A high HRV means that the heart rate changes rapidly to adapt to any situation. A low HRV means that the heart rate changes slowly and can be associated with stress and health issues. Age, fitness condition, diseases, medication, sleep, and movement are some of the factors that affect HRV. Many HRV values can be used as physiological markers (Kristal-Boneh et al., 1995). The Hexoskin technology computes the HRV index as described in the HRV guideline (Task Force of the European Society of Cardiology the North American Society of Pacing Electrophysiology, 1996) and returns the following values: SDNN, SDANN, RMSSD, LF normalized, HF normalized, LF power, HF power, total power and HRV triangular index.

Respiratory Sensors

The breathing sensors, made of wire lined into the fabric, are based on inductive plethysmography (RIP) technology. The respiration loops are located at the thorax and waist level.

As validated and demonstrated by several research teams, Hexoskin can accurately and reliably measure numerous lung function parameters, such as respiratory rate, minute ventilation, tidal volume as well as VO2 max (Marjanovic et al., 2017; Mouzoune et al., 2017; Villar et al., 2015).

The RIP sensors detect rib cage expansion and compression during respiratory cycles. The embedded loops are located at the thoracic and navel levels and allow for the monitoring of thoracic and abdominal breathing independently.

The Hexoskin generates a low current-low-voltage signal and transmits it to the RIP bands in the shirt. Based on the RIP band lengths, the signal oscillates at different frequencies. We monitor these changes in frequency and translate them to respiration values 128 times per second.

The RIP (Respiratory Inductance Plethysmography) bands have a resolution of 8 mL and there is a latency of 8 ms for inspiration/expiration event detection; the Breathing Rate and Minute Ventilation are calculated using the last 7 respiratory cycles. If you wish to see more details on the datatypes or data channels we collect, take a look at our API documentation page for some in-depth information. 

Activity Sensors

Activity is monitored via a 3-axis accelerometer included in the recording device, and the device is placed in a convenient pocket on the right side of the waist. The activity represents the vectorial sum of the 3 signals derived from the accelerometer. It is a measure of changes of direction of the device and, incidentally, change of direction of the hip of the user.

■ Entries provided:
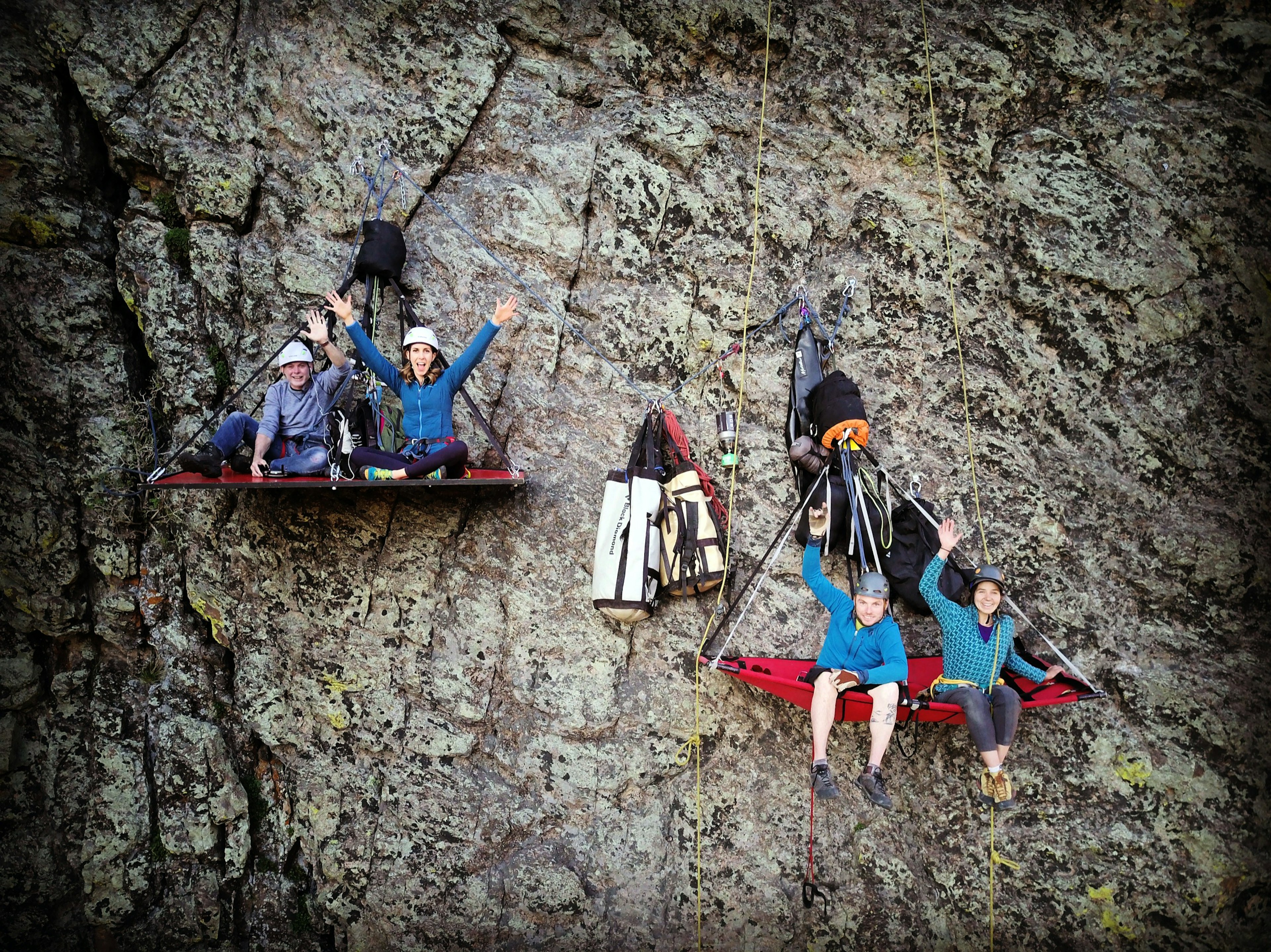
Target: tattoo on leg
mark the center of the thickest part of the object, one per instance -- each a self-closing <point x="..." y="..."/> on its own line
<point x="888" y="716"/>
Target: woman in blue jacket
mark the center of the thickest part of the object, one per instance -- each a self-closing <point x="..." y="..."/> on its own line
<point x="862" y="651"/>
<point x="428" y="396"/>
<point x="977" y="644"/>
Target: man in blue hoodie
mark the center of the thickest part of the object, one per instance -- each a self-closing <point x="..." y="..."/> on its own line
<point x="862" y="651"/>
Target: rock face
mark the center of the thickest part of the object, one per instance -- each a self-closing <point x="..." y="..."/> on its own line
<point x="384" y="720"/>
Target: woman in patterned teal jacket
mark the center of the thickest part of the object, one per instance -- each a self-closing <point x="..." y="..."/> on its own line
<point x="977" y="644"/>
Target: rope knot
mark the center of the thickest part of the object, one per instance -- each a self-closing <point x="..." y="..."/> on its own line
<point x="685" y="753"/>
<point x="996" y="857"/>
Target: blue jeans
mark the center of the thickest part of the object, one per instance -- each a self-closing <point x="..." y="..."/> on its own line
<point x="299" y="457"/>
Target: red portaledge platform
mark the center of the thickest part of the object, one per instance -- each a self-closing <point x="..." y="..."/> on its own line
<point x="480" y="478"/>
<point x="781" y="677"/>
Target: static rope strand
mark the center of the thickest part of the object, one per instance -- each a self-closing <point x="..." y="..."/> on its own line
<point x="732" y="482"/>
<point x="949" y="252"/>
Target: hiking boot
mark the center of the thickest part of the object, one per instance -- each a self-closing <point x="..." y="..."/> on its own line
<point x="241" y="463"/>
<point x="823" y="785"/>
<point x="1003" y="791"/>
<point x="871" y="782"/>
<point x="208" y="463"/>
<point x="987" y="789"/>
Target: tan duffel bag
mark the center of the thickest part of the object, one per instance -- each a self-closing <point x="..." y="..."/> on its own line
<point x="692" y="539"/>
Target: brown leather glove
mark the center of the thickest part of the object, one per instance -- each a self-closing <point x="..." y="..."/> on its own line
<point x="810" y="456"/>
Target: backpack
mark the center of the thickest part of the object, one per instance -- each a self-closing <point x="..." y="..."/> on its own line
<point x="692" y="559"/>
<point x="628" y="555"/>
<point x="913" y="547"/>
<point x="805" y="376"/>
<point x="837" y="533"/>
<point x="834" y="407"/>
<point x="382" y="255"/>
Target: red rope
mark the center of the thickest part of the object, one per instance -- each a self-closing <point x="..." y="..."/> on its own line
<point x="675" y="434"/>
<point x="811" y="825"/>
<point x="811" y="822"/>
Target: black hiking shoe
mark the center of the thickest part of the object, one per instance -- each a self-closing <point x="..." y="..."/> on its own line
<point x="208" y="463"/>
<point x="823" y="785"/>
<point x="871" y="782"/>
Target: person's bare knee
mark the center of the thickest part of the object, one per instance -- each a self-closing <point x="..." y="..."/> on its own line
<point x="886" y="698"/>
<point x="824" y="686"/>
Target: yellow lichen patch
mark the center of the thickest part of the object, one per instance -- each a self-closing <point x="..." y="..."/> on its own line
<point x="1134" y="771"/>
<point x="1114" y="925"/>
<point x="209" y="609"/>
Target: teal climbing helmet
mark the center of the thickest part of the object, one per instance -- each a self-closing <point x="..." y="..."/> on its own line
<point x="875" y="585"/>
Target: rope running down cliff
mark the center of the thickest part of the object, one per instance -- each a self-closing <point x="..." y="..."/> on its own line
<point x="994" y="857"/>
<point x="693" y="747"/>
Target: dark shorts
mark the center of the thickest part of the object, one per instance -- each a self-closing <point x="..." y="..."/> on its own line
<point x="818" y="670"/>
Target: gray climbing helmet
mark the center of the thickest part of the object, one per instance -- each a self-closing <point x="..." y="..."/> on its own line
<point x="991" y="574"/>
<point x="875" y="585"/>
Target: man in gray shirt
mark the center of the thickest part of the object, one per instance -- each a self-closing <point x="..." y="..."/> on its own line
<point x="290" y="439"/>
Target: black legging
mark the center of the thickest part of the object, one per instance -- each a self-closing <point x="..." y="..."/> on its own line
<point x="992" y="722"/>
<point x="452" y="457"/>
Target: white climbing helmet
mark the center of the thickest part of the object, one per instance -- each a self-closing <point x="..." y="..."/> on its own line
<point x="295" y="351"/>
<point x="421" y="335"/>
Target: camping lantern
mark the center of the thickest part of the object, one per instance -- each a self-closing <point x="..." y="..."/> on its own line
<point x="726" y="424"/>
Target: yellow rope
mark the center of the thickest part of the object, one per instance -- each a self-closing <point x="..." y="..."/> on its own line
<point x="994" y="857"/>
<point x="949" y="252"/>
<point x="692" y="748"/>
<point x="994" y="860"/>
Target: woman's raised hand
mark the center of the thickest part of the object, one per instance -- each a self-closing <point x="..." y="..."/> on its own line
<point x="317" y="331"/>
<point x="950" y="537"/>
<point x="504" y="311"/>
<point x="341" y="307"/>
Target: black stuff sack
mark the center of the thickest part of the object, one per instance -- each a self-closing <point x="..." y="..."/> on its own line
<point x="914" y="544"/>
<point x="805" y="376"/>
<point x="841" y="514"/>
<point x="383" y="253"/>
<point x="835" y="407"/>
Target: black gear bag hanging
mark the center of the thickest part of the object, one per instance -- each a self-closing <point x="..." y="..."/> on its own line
<point x="382" y="256"/>
<point x="913" y="547"/>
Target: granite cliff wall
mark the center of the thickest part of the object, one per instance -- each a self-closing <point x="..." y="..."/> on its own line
<point x="391" y="720"/>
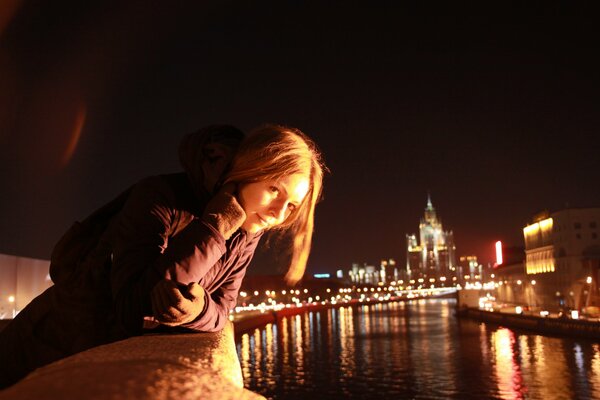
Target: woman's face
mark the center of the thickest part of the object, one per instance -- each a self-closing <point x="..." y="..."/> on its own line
<point x="269" y="203"/>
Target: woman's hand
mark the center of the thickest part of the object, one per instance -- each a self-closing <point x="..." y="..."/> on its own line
<point x="224" y="212"/>
<point x="172" y="307"/>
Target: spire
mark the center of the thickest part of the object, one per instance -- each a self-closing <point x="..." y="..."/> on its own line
<point x="430" y="216"/>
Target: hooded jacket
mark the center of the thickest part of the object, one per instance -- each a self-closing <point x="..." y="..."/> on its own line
<point x="157" y="234"/>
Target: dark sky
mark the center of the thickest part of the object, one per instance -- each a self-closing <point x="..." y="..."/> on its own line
<point x="495" y="114"/>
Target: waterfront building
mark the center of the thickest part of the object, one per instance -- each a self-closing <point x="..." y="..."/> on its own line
<point x="469" y="268"/>
<point x="562" y="255"/>
<point x="388" y="271"/>
<point x="433" y="256"/>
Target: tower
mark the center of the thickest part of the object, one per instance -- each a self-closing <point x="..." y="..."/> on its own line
<point x="434" y="255"/>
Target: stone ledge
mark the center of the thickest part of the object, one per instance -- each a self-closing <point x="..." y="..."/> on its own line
<point x="161" y="366"/>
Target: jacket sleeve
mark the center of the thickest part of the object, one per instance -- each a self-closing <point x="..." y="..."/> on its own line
<point x="143" y="254"/>
<point x="220" y="302"/>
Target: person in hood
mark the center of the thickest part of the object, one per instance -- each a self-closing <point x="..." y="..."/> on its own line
<point x="173" y="249"/>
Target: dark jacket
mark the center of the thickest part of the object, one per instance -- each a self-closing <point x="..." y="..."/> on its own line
<point x="157" y="234"/>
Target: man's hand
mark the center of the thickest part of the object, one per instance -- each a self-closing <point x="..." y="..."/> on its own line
<point x="172" y="306"/>
<point x="224" y="212"/>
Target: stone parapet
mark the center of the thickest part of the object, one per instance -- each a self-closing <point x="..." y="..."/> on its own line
<point x="159" y="366"/>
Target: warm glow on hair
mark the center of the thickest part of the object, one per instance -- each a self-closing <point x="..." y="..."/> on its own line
<point x="271" y="152"/>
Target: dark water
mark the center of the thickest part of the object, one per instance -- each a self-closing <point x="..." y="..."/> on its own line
<point x="416" y="350"/>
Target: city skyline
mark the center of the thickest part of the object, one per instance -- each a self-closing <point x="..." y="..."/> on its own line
<point x="497" y="121"/>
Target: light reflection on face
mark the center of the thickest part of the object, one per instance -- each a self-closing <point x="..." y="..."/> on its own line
<point x="268" y="204"/>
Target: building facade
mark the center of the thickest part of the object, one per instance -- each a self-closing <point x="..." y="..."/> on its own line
<point x="433" y="255"/>
<point x="562" y="255"/>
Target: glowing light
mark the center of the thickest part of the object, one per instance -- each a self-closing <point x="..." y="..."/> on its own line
<point x="75" y="134"/>
<point x="574" y="314"/>
<point x="499" y="259"/>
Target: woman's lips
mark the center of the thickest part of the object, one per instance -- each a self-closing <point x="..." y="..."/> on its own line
<point x="262" y="220"/>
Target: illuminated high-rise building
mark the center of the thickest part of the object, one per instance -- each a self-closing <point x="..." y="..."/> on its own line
<point x="434" y="255"/>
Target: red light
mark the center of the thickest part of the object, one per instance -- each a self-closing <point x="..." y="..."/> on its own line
<point x="498" y="252"/>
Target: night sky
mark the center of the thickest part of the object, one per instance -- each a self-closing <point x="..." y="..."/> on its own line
<point x="496" y="115"/>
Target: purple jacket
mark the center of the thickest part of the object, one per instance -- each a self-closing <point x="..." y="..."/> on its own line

■ Work request: For each statement about the Hexoskin sensor text, answer yes or no depending on whether the text agrees with it, and quote the text's deciding words. 1. The respiration loops are located at the thorax and waist level. 2. The Breathing Rate and Minute Ventilation are calculated from the last 10 respiratory cycles. 3. The recording device is placed in a pocket on the left side of the waist.

■ Response to this exercise:
1. Yes: "The respiration loops are located at the thorax and waist level."
2. No: "the Breathing Rate and Minute Ventilation are calculated using the last 7 respiratory cycles"
3. No: "the device is placed in a convenient pocket on the right side of the waist"